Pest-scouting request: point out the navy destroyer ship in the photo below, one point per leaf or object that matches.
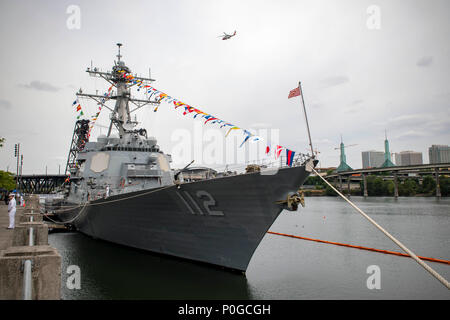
==
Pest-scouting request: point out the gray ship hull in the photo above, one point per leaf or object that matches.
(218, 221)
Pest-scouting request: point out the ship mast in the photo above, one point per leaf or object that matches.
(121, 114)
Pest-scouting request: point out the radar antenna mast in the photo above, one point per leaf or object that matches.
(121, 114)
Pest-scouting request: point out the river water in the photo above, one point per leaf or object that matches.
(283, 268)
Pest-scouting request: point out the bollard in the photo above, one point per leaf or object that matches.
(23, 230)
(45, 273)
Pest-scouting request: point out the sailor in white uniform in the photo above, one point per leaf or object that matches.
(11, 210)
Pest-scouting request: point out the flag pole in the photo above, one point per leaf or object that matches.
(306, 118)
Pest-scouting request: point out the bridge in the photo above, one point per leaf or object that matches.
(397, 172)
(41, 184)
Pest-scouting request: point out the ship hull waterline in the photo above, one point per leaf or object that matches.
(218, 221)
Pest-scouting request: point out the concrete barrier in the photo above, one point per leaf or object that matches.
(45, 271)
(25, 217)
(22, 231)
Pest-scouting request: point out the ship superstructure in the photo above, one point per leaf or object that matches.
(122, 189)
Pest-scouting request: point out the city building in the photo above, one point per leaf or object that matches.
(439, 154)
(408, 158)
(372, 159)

• _WRITTEN INSTRUCTION_
Find each line in the records that contains the string "hull" and copy those lines in full. Case counts when matching.

• _EXERCISE ANSWER_
Pest-scouting request: point out the gray ship hull in the photo above, one point per leaf or object that matches.
Pest-scouting request: point out the ship hull waterline in the photo above, one point per leaf or object that matches.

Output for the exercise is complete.